» HOW TO COMPLETE THIS TASK:
Each of the entries below needs to be given again exactly.

[THE INPUT — start]

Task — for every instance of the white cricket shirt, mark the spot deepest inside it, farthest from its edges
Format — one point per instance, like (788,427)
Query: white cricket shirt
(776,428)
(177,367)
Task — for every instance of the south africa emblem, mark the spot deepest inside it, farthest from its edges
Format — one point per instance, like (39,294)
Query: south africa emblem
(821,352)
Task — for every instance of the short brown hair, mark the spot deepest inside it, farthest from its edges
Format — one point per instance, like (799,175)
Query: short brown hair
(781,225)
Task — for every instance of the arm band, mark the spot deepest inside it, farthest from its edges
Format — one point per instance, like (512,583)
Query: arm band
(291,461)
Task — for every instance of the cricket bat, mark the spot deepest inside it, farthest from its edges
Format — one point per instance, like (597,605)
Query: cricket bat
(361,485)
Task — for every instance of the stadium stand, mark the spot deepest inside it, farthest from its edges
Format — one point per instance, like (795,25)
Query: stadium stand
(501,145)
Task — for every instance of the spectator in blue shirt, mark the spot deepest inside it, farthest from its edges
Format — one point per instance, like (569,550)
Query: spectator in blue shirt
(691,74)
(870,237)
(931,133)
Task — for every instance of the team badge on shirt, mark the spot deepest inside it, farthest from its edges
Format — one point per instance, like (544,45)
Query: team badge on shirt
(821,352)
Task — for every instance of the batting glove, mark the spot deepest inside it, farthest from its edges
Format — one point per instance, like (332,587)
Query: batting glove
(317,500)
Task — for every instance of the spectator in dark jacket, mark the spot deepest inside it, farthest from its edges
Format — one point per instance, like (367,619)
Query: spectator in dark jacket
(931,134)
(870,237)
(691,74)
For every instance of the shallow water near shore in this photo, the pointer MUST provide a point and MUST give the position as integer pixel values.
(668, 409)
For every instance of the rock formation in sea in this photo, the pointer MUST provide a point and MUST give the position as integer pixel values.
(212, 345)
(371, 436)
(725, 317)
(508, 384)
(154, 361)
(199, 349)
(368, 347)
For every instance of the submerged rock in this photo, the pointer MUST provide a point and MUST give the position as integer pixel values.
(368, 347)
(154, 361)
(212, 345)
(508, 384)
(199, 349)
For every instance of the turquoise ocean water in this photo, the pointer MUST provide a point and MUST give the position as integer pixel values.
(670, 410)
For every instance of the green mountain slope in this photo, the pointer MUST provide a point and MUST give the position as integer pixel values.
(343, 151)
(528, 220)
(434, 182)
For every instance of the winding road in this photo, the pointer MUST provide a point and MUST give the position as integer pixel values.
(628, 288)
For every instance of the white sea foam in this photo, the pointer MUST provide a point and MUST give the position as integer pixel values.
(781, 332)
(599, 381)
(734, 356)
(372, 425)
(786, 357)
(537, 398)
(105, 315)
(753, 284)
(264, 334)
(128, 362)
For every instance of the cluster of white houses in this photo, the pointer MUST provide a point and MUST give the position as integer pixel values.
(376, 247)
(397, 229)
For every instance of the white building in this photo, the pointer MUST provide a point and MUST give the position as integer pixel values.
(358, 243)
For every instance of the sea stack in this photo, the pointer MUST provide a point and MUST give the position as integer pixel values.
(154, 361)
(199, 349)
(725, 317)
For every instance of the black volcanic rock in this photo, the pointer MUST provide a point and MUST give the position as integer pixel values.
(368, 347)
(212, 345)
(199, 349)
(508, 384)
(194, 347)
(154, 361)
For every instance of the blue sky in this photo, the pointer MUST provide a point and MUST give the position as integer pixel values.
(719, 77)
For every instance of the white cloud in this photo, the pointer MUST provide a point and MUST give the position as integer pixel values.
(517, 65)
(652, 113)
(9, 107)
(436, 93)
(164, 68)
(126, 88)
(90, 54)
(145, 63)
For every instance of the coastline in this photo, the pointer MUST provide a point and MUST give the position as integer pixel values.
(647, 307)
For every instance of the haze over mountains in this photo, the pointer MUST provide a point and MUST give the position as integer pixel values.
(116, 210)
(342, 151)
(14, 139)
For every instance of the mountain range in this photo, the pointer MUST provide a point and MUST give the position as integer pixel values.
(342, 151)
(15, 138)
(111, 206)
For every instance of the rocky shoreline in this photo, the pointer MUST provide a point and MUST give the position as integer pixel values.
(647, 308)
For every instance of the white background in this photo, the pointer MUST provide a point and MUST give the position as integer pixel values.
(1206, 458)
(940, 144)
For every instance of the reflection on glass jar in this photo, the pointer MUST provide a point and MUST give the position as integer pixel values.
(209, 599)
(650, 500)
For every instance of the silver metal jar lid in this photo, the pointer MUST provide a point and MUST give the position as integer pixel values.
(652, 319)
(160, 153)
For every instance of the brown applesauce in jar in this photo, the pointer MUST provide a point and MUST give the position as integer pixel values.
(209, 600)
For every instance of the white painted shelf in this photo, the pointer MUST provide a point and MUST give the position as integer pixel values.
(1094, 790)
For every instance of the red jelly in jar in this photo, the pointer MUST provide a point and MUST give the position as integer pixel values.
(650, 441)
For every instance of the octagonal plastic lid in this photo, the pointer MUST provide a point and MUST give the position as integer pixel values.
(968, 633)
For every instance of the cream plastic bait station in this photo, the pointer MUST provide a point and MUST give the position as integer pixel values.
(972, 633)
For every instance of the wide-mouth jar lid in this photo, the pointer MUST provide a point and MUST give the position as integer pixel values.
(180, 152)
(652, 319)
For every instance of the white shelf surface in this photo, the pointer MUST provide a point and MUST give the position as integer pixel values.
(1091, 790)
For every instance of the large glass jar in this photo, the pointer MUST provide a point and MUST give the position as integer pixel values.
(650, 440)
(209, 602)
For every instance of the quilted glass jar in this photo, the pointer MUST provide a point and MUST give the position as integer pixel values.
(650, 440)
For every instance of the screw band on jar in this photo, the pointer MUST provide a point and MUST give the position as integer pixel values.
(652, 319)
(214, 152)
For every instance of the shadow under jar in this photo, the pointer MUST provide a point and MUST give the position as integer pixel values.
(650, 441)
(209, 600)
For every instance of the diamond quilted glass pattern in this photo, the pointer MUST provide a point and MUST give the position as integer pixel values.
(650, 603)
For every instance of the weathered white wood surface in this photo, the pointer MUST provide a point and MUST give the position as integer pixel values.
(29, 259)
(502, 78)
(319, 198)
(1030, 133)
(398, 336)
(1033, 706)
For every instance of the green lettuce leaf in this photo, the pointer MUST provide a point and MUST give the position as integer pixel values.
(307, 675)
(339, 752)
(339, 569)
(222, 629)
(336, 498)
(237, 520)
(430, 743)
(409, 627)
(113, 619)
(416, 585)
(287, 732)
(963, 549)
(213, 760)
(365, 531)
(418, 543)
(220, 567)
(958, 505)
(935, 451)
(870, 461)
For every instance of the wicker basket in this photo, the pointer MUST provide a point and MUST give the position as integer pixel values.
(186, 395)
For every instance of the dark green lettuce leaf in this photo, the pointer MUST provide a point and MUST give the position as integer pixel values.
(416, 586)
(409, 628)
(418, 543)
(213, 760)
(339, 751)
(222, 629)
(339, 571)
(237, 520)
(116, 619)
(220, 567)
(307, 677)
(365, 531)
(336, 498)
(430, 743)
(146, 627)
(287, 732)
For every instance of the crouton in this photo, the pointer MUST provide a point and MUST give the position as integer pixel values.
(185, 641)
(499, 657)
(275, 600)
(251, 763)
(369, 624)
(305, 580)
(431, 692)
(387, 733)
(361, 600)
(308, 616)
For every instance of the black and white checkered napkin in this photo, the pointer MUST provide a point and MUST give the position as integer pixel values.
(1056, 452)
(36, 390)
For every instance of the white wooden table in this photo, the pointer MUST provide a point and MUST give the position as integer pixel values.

[THE INPUT — finish]

» RESULT FOR THIS TASK:
Task — for every instance of the white cricket shirt, mark the spot deepest inside it, farthest from its edges
Format — one point per instance, like (788,427)
Query: white cricket shirt
(776,428)
(177,367)
Task — for every instance of the south africa emblem, mark the spot deepest inside it, farthest from its edges
Format — one point per instance, like (39,294)
Query: south africa emblem
(821,352)
Task — for every instance of the short brown hair, mark the spot deepest inside it, farthest from its edges
Format — one point per instance, like (799,175)
Query: short brown hair
(781,225)
Task — for every instance of the arm band, mark the spot deepest inside it, farthest from its edges
Format — one point per instance, like (512,583)
Query: arm band
(291,461)
Task — for every instance of the cricket bat, mark the spot deepest inside it, farthest from its edges
Format — one point per instance, like (597,605)
Query: cricket bat
(361,485)
Task — for every instance of the stadium stand, mark the spot deepest inside it, farthest from its edges
Format — one point per instance, like (795,25)
Query: stadium stand
(501,145)
Task — for every instance of the spectator in blue shirt, mark the spot deepest inside it, farthest from its edges
Format — one point per instance, like (569,550)
Query: spectator in blue shirt
(691,74)
(870,237)
(931,133)
Task — for every instance of the team badge on shirt, mark the spot deepest inside it, farthest from its edges
Format — one point per instance, like (544,45)
Query: team badge on shirt
(821,352)
Task — for every instance of the batting glove, mark the spot deepest inside it, farthest from its edges
Format — one point per instance, like (332,587)
Query: batting glove
(317,500)
Task — for every instance of the spectator in dark jacket, mark the spot deepest inside it, farthest from its edges
Format — one point per instance, like (367,619)
Query: spectator in dark jacket
(931,134)
(870,237)
(691,74)
For every instance of the shallow water near shore in this photo, the pointer MUST provide a point and MUST give the position as integer pixel values.
(668, 409)
For every instance of the rock formation in sea in this photo, the pointer MUST provide a point and MUST give the position as integer pixel values.
(212, 345)
(371, 436)
(725, 317)
(508, 384)
(154, 361)
(199, 349)
(368, 347)
For every instance of the submerged rock in this photo, the pointer MUST provide a point and MUST give the position as integer pixel values.
(368, 347)
(154, 361)
(212, 345)
(508, 384)
(199, 349)
For every instance of the turquoise ocean water in this photo, the pointer MUST provide a point and MUST give the position as integer pixel values.
(670, 410)
For every instance of the green mountain slope in this photo, the pointer MUST provide a point and MUST give the position as integer pixel values.
(343, 151)
(528, 220)
(434, 182)
For every instance of the winding road in this photo, the pointer MUST provide a point and MUST give the position as integer pixel values.
(628, 288)
For every instance of the white sea foam in this photo, the pointer MUST provide a point and MUST give the position as integer pixel values.
(781, 332)
(599, 381)
(734, 356)
(372, 425)
(786, 357)
(537, 398)
(105, 315)
(753, 284)
(264, 334)
(128, 362)
For every instance of the cluster of white houses in this photo, the pointer MUST provide a point and MUST give the position as integer pixel values.
(376, 247)
(397, 229)
For every instance of the white building in this photo, the pointer MUST provide a point and MUST give the position as integer pixel values.
(358, 243)
For every instance of the sea stack in this photo, the pointer MUST provide a point and MUST give the position as integer pixel values.
(154, 361)
(199, 349)
(725, 317)
For every instance of the black volcanic rock in this photo, the pointer MUST provide a point and MUST give the position as integer pixel values.
(368, 347)
(212, 345)
(199, 349)
(508, 384)
(194, 347)
(154, 361)
For every instance of the blue sky in this photo, the pointer MUST provide a point and MUST give the position as integer pixel values.
(719, 77)
For every instance of the white cloud in this photo, the pointer MUST provide a point and MUST give the position as integer pixel values.
(517, 65)
(652, 113)
(9, 107)
(436, 93)
(164, 68)
(126, 88)
(90, 54)
(145, 63)
For every instance of the coastline in this photo, the pointer MUST provide a point and MUST give the position as integer pixel values.
(647, 307)
For every instance of the haze over mountains in this photo, the pointer MUST provide a point and MUST give the position as integer pixel values.
(116, 210)
(342, 151)
(14, 139)
For every instance of the mountain range in this photo, the pointer MUST provide a point and MUST give the position as integer pixel values.
(342, 151)
(15, 138)
(111, 206)
For every instance of the rocky shoreline in this photo, the pointer MUST provide a point and MUST give the position as integer pixel values.
(647, 308)
For every instance of the white background in this photo, the pointer MUST provide a point and MUST give the position as integer pixel values.
(1206, 458)
(940, 144)
For every instance of the reflection on glass jar in this photo, the pointer MUST provide a point and MUST give the position as integer pixel values.
(209, 599)
(650, 500)
For every instance of the silver metal jar lid in this photo, the pointer MUST provide a point and MUST give the position as integer pixel values.
(652, 319)
(160, 153)
For every instance of the brown applesauce in jar in this photo, the pointer MUST provide a point and MUST give the position as integer pixel values.
(209, 600)
For every instance of the white painted shelf in this photo, the pointer MUST provide a point and MUST give the position as integer pixel values.
(1094, 790)
For every instance of the red jelly in jar in this photo, the pointer MUST provide a point and MUST give the position as integer pixel values.
(650, 441)
For every instance of the octagonal plastic lid in this photo, the pointer MUST provide a point and MUST give the position as integer pixel values.
(968, 633)
For every instance of the cream plastic bait station in this photo, the pointer MUST provide a point and MUST give the position as integer pixel values.
(972, 633)
For every instance of the wide-mouth jar lid in this photo, the pointer MUST provide a point and MUST give the position as integer pixel values.
(180, 152)
(652, 319)
For every instance of the white shelf surface in this photo, the pointer MUST provide a point and MUST give the position as integer pixel values.
(1091, 790)
For every instance of the large glass jar in this photo, the pointer MUST provide a point and MUST give the position as integer pixel values.
(650, 440)
(209, 602)
For every instance of the quilted glass jar in this photo, the pointer MUST provide a point and MUST give the position as integer pixel values.
(650, 440)
For every instance of the screw band on jar in this photo, the pointer MUST provide a point and MUST give the position as integer pixel values.
(652, 319)
(214, 152)
For every instance of the shadow under jar in this photo, the pointer MUST provide a point and MUST give the position as integer pixel values.
(650, 441)
(209, 600)
For every instance of the diamond quilted glass pattern in this photo, the pointer MUST provide a point and MUST give the position as integer pixel values.
(650, 603)
For every instance of the weathered white wood surface in this photo, the pointer MUST provide a point and MUST give the position as integer pixel values.
(29, 259)
(502, 78)
(319, 198)
(1030, 133)
(398, 336)
(1033, 706)
For every instance of the green lettuce leaf in this photo, the pointer MUST provide a point and MUST give the position as integer pixel values.
(307, 675)
(339, 752)
(339, 569)
(222, 629)
(336, 498)
(237, 520)
(430, 743)
(409, 627)
(113, 619)
(416, 585)
(287, 732)
(963, 549)
(213, 760)
(365, 531)
(418, 543)
(220, 567)
(958, 505)
(935, 451)
(870, 461)
For every instance of the wicker basket in this photo, the pointer MUST provide a point and MUST give the position as integer pixel values.
(186, 395)
For every instance of the dark green lettuce leaf in this photo, the pointer MUST provide a point and MUST give the position as integer pixel values.
(416, 586)
(409, 628)
(418, 543)
(213, 760)
(339, 751)
(222, 629)
(339, 571)
(237, 520)
(116, 619)
(220, 567)
(307, 677)
(365, 531)
(336, 498)
(430, 743)
(146, 627)
(287, 732)
For every instance of the crouton in this photo, the pointer MUST provide a point and MUST give the position as integer pixel values.
(185, 641)
(499, 657)
(275, 600)
(251, 763)
(369, 624)
(305, 580)
(431, 692)
(387, 733)
(361, 600)
(308, 616)
For every instance of the black and white checkered napkin in this photo, the pointer MUST provide a point and MUST give the position as integer pixel values.
(1056, 452)
(36, 390)
For every instance of the white wooden table in this photo, the pointer MUST provide a point and MUST give the position as integer pixel values.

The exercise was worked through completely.